In 1837 he had married Sarah Lott, daughter of John Lott of Washington, and settled on Doe Run near Farquhar’s plantation. They had two sons. A photo that appears by Cooke’s gravestone on the Findagrave website is that of Pam Puryear of Navasota. She reportedly, sometime early, working on family ancestry found this graveyard and Cooke’s monument tipped over onto the ground. She arranged to have it remounted. I believe there is a familial connection to Cooke through his wife, Sarah Lott. The large gravestone today still stands.

                                                              

Next there is the burial of General Tilghman Ashurst Howard. Howard was born in South Carolina, became an attorney practicing first in Tennessee where he met Sam Houston, then in Indiana. There he became District Attorney for Indiana, then a member of the 26th Congress, to then run unsuccessfully for governor in 1840. In the early summer of 1844, as the annexation of Texas to the Union became imminent, President John Tyler appointed Howard as Charge D’affaires to the Republic of Texas to address the Indian problems. He left Indiana July 4, of that year, arriving in Galveston Aug. 1.
########################################
▸ **WHAT YOU HAVE TO DO**:
Answer these questions from the text on the burials:
(a) Whose daughter was Sarah Lott?
(b) Who arranged to have Cooke's monument remounted?
(c) On what date did Howard leave Indiana?
########################################
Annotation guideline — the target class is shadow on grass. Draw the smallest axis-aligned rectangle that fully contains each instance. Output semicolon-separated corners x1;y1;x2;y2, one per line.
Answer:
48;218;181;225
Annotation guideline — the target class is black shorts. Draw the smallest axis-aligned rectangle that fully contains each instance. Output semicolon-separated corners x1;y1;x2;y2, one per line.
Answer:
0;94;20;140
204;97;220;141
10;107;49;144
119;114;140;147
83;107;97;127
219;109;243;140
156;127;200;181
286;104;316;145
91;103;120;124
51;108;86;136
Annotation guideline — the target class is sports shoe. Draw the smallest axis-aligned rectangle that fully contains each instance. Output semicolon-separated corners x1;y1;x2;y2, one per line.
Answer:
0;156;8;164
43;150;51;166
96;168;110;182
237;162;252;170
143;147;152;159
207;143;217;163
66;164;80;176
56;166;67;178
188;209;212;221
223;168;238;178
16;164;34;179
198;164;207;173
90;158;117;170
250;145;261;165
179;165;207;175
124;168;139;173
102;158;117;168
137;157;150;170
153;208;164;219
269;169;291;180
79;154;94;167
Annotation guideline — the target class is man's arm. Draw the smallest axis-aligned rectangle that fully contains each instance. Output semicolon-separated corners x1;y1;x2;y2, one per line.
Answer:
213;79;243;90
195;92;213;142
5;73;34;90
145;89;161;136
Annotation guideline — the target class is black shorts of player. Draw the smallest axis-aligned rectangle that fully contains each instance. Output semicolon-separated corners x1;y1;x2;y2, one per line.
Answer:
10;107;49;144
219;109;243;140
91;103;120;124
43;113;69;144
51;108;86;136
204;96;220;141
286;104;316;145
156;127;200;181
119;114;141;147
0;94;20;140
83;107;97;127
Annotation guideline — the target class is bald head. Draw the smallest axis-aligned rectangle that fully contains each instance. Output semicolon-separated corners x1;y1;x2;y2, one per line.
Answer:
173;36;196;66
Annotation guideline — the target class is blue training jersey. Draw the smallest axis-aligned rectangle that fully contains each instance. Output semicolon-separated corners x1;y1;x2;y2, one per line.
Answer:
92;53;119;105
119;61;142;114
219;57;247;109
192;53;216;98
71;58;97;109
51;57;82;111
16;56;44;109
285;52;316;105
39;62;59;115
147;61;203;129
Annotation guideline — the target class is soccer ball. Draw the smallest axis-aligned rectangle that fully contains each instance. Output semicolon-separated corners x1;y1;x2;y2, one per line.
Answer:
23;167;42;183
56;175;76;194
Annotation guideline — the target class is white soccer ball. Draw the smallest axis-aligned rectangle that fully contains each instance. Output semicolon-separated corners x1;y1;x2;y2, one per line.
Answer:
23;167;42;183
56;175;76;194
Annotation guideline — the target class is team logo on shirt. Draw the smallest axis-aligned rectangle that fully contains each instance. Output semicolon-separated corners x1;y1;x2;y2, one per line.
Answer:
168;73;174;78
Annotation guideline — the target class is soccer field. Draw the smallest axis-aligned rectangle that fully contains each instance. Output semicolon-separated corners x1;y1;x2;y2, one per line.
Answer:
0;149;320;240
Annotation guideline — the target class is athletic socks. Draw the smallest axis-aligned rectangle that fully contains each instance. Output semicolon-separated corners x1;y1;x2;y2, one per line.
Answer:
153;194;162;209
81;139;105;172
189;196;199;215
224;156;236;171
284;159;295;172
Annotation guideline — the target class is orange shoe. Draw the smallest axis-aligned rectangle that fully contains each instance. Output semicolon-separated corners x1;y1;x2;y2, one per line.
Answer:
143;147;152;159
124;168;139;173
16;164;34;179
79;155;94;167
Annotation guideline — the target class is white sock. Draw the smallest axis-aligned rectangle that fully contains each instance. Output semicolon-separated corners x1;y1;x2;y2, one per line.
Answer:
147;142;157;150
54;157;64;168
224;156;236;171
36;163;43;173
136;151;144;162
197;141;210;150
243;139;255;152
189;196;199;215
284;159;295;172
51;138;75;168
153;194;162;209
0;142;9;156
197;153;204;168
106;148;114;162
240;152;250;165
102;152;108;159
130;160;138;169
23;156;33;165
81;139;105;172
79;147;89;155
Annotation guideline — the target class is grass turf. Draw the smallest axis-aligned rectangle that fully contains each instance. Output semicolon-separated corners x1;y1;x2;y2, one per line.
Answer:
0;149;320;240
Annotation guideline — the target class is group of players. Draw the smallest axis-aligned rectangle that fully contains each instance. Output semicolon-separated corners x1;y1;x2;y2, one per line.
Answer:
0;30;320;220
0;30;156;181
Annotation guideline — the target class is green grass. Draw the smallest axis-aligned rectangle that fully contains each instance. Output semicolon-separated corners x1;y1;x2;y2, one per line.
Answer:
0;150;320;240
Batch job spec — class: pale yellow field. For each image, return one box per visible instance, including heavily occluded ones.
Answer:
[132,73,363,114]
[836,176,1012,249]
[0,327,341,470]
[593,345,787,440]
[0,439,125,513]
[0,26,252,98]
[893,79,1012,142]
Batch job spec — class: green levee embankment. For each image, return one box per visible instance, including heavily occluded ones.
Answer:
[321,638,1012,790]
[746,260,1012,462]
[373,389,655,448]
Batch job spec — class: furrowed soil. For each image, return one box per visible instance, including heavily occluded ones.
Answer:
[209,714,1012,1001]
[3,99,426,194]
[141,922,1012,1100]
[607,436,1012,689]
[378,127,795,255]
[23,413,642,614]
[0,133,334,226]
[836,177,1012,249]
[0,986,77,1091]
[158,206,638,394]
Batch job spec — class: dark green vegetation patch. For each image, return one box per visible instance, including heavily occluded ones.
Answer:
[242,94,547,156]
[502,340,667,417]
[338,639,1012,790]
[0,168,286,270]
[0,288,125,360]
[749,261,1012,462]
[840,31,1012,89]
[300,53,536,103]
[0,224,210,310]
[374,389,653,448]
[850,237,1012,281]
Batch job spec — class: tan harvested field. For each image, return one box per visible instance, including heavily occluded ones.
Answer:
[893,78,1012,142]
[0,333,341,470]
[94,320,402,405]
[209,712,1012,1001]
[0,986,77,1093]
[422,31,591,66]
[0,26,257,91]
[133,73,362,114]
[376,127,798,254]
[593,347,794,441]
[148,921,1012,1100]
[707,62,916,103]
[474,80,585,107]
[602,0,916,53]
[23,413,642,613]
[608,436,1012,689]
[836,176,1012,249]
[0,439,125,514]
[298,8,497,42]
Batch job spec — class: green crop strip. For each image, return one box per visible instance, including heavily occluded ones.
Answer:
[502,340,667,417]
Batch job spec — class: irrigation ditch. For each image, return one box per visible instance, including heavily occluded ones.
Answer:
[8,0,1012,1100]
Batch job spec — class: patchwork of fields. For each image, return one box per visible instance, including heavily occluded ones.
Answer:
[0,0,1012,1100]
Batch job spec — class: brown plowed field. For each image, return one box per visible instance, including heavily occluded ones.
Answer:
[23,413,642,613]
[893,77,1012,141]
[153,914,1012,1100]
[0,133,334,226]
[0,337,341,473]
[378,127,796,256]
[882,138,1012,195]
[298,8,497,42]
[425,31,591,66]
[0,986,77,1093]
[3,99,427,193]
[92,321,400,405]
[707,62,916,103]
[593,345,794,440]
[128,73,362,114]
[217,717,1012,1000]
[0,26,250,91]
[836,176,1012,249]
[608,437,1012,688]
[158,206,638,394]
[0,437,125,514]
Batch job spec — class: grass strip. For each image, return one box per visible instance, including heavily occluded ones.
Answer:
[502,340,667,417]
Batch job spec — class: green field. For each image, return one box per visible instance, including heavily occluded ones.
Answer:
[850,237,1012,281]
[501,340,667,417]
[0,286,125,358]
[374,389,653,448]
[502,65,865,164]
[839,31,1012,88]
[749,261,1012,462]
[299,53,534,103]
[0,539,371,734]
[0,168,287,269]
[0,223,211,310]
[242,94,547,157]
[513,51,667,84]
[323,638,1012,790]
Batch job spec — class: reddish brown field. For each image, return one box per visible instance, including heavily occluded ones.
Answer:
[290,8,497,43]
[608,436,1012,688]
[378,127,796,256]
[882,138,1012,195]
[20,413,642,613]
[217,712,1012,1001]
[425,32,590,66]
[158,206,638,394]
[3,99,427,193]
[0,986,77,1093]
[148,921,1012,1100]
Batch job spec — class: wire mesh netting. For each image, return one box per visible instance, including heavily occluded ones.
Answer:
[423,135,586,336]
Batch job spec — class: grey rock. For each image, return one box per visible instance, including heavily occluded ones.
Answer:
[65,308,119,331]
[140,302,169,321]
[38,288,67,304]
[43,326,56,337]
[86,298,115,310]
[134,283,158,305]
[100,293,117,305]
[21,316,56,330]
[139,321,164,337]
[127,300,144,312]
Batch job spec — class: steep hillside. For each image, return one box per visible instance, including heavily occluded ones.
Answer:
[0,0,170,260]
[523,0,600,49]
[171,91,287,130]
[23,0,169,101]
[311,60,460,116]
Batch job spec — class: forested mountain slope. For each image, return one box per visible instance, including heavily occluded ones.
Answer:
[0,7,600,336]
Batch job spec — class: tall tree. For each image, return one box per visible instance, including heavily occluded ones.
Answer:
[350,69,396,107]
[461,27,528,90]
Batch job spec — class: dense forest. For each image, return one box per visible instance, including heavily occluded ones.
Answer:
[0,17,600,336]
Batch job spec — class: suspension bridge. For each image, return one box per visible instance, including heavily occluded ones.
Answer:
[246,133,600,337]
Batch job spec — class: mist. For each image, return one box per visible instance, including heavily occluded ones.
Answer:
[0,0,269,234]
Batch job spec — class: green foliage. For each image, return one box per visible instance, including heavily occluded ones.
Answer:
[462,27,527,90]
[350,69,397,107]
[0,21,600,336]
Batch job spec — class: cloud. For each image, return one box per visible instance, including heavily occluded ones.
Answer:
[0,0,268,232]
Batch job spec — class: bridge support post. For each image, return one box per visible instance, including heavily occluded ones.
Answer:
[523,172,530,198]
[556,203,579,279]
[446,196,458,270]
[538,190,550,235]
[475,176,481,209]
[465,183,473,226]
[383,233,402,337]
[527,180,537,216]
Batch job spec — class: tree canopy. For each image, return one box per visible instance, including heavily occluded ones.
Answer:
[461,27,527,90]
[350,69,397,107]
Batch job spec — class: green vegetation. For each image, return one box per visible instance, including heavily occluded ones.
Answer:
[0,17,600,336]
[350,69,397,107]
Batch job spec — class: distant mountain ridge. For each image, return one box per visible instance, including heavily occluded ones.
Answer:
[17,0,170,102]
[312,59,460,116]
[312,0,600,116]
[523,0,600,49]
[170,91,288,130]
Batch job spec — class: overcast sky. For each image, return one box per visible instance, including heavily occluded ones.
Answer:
########################################
▸ **RESPONSE BOX**:
(a) John Lott of Washington
(b) Pam Puryear of Navasota
(c) July 4, 1844